## WHAT IS EXPECTED
The answer should match the records character for character.

BEGIN DATASET RECORDS

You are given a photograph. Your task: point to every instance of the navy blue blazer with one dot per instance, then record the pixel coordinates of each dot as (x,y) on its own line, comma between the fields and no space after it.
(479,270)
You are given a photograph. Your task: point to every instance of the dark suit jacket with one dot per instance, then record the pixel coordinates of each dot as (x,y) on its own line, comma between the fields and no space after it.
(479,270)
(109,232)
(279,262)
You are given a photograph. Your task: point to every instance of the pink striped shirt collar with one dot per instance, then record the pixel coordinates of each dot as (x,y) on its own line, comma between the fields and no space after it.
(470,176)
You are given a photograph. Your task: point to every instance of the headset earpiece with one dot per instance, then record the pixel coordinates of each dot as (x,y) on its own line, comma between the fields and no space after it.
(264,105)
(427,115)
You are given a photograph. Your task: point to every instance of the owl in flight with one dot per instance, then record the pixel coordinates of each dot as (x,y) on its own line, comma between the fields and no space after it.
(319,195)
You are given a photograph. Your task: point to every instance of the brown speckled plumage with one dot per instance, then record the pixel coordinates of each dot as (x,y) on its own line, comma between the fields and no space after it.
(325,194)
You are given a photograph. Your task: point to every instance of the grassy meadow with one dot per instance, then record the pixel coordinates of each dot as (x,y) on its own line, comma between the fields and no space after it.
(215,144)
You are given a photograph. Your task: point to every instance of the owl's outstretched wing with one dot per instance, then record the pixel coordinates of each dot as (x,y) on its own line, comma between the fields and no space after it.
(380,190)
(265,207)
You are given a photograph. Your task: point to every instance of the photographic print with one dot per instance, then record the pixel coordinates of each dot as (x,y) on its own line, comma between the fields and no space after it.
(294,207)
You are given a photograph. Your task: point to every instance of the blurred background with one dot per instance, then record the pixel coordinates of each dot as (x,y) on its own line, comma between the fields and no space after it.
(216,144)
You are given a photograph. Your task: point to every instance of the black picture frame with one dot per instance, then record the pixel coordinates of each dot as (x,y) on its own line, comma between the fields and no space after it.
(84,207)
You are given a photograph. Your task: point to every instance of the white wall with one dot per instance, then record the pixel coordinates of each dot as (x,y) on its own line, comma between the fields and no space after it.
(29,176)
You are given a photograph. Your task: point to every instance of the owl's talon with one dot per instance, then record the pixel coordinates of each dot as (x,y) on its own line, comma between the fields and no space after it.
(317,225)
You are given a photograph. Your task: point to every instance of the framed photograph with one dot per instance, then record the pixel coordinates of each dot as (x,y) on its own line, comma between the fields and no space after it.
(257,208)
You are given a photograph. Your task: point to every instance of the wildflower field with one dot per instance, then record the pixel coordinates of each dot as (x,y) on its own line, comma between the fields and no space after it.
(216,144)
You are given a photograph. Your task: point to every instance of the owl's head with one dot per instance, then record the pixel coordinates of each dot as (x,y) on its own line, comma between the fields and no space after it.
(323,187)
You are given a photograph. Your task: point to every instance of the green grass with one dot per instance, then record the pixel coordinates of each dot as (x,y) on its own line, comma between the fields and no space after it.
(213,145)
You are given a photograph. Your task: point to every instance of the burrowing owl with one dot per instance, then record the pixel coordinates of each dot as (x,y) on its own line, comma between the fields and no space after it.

END DATASET RECORDS

## WRITTEN RESPONSE
You are given a photograph. Your task: point to every instance of the navy blue blazer with one dot per instance, then record the pixel coordinates of each dot as (x,y) on its own line, comma between the fields and no space after it.
(479,270)
You are given a photograph. Your task: point to every instance of the dark suit jacket with one dot per instance, then record the pixel coordinates of each dot as (x,y) on its own line, comma between the fields and no space after it.
(479,270)
(109,232)
(279,262)
You are given a photograph. Your task: point to every instance of the pink striped shirt collar with one dot per instance, then record the pixel coordinates of each dot as (x,y) on its own line, comma between the fields and no space after it.
(470,176)
You are given a photograph. Your task: point to every instance of the headset earpiece with one dot per instance, then record the pixel coordinates of each dot as (x,y) on its own line, comma between the fields and no space after it.
(264,105)
(427,115)
You are given a photograph. Your task: point to every instance of the owl in flight with one dot per instance, then record the pixel coordinates of each dot as (x,y) on its own line, comma between the fields and no space after it.
(319,195)
You are given a photograph. Your task: point to every instance of the brown speckled plumage with one dot per instance, then record the pixel coordinates of each dot as (x,y) on its own line, comma between the fields and no space after it.
(325,194)
You are given a photograph. Your task: point to every instance of the grassy meadow with one dot per instance, then record the pixel coordinates of each dot as (x,y) on its own line, comma between the fields and no space after it.
(215,144)
You are given a photograph. Your task: point to every instance of the owl's outstretched wing with one dot per instance, then record the pixel coordinates of each dot as (x,y) on its own line, comma between the fields and no space after it.
(380,190)
(265,207)
You are given a photograph. Your task: point to every instance of the photographic print with one dot per instance, then record the pixel coordinates of each dot as (x,y) on its own line, comma between the fields and no space after it.
(294,207)
You are given a photograph. Your task: point to every instance of the blurred background with one dot per instance, then record the pixel coordinates of each dot as (x,y) on its own line, comma between the fields and no space after it.
(216,144)
You are given a photograph. Your task: point to every instance of the black picture frame with one dot per instance, then record the pixel coordinates of each dot as (x,y) on its own line, comma between the fields and no space after it.
(84,207)
You are given a photograph. Your task: point to every instance of the white wall with one dot per instance, then record the pixel coordinates of each dot as (x,y) on its own line, comma between the fields and no space after it.
(29,176)
You are given a photograph. Your task: point to every instance of the owl's talon with one dot per instance, then record the pixel coordinates of each dot as (x,y) on its own line, comma between the fields and no space after it.
(317,225)
You are given a photograph. Your task: point to every instance of the framed photograph with one dot per instance, then record the pixel coordinates of each dot as (x,y) on its own line, comma between the fields and no space after it.
(257,208)
You are given a photograph. Your task: point to every instance of the wildflower field with one dot per instance, then record the pixel coordinates of each dot as (x,y) on its own line, comma between the fields and no space after it.
(216,144)
You are given a photograph. Your task: point to every instance of the owl's head with one dot per instance, then record the pixel coordinates of each dot as (x,y) on its own line, comma between the fields and no space after it.
(323,187)
You are given a photograph. Your task: point to every instance of the green grass with one dot per instance, then record the pixel coordinates of each dot as (x,y) on its own line, comma between the fields and no space after it.
(213,145)
You are given a photograph. Your task: point to every instance of the burrowing owl with one dot per instance, then record the pixel coordinates of each dot as (x,y) on its own line, comma between the fields and no space after it.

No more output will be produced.